>>>>>

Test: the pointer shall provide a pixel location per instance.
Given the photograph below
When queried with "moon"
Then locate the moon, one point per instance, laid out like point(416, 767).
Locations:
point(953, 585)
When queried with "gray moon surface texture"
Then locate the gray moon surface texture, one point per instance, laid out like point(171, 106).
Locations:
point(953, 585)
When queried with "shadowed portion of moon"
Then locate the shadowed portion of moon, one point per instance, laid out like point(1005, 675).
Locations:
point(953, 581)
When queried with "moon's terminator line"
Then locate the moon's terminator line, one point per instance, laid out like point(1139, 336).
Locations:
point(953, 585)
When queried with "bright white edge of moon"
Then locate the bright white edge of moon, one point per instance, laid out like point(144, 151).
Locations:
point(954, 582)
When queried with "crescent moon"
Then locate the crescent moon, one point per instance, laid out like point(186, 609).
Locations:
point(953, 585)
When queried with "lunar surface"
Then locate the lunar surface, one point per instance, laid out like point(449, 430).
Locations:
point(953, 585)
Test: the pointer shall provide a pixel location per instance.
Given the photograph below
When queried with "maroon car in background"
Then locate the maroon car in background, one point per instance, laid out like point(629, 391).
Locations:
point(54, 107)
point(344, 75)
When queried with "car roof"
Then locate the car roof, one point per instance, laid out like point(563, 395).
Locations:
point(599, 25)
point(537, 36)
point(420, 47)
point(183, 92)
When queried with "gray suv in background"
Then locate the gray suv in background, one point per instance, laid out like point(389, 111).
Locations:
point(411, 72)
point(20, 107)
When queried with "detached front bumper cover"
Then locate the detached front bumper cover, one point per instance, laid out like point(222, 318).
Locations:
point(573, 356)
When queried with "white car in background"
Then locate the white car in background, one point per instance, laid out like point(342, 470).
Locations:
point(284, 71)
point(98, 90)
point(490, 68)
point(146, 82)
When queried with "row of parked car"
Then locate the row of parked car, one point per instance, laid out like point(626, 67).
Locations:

<<<<<

### Written task
Your task is to quote all of the data word for word.

### Written solution
Test: the pointer shall provide a pixel location per instance.
Given the photograph below
When queried with "moon"
Then locate the moon, one point per instance, laid out like point(416, 767).
Locations:
point(953, 585)
When queried with "gray moon surface texture"
Then locate the gray moon surface texture, one point per instance, laid out like point(171, 106).
Locations:
point(953, 585)
When queried with "shadowed portion of moon"
Then locate the shadowed portion of moon, one point per instance, laid out like point(1005, 675).
Locations:
point(953, 581)
When queried with "moon's terminator line"
Then locate the moon's terminator line, one point per instance, laid out like point(1139, 336).
Locations:
point(953, 585)
When queried with "bright white edge of moon"
Then locate the bright white edge of moon, one point per instance, laid out like point(144, 151).
Locations:
point(954, 582)
When queried with "crescent moon"
Then locate the crescent moon, one point per instance, laid out like point(186, 609).
Locations:
point(953, 585)
When queried with "lunar surface"
Then locate the lunar surface, one point per instance, laid out like point(449, 430).
Locations:
point(953, 585)
Test: the pointer shall provide a pixel location per instance.
Given the photograph below
When queried with "maroon car in background"
Then locate the maroon car in background, one point per instance, laid out like point(629, 391).
Locations:
point(54, 107)
point(344, 75)
When queried with "car roof"
Then locate the car roof, one point per instance, laid out like point(563, 395).
Locations:
point(599, 25)
point(537, 36)
point(420, 47)
point(183, 92)
When queried with "gray suv in background"
Then locate the gray suv in background, one point per instance, laid out like point(389, 111).
Locations:
point(411, 72)
point(20, 107)
When queried with "detached front bumper cover"
Then locate the detached front bumper cover, one point per instance, laid out like point(222, 318).
Locations:
point(573, 356)
When queried with "white car in background"
Then locate the white car in background, one point per instance, laid out like point(342, 470).
Locations:
point(284, 71)
point(98, 90)
point(490, 68)
point(146, 82)
When queried with "row of parked car"
Then locate the row of parked car, one point per instance, laid out like point(626, 67).
Locations:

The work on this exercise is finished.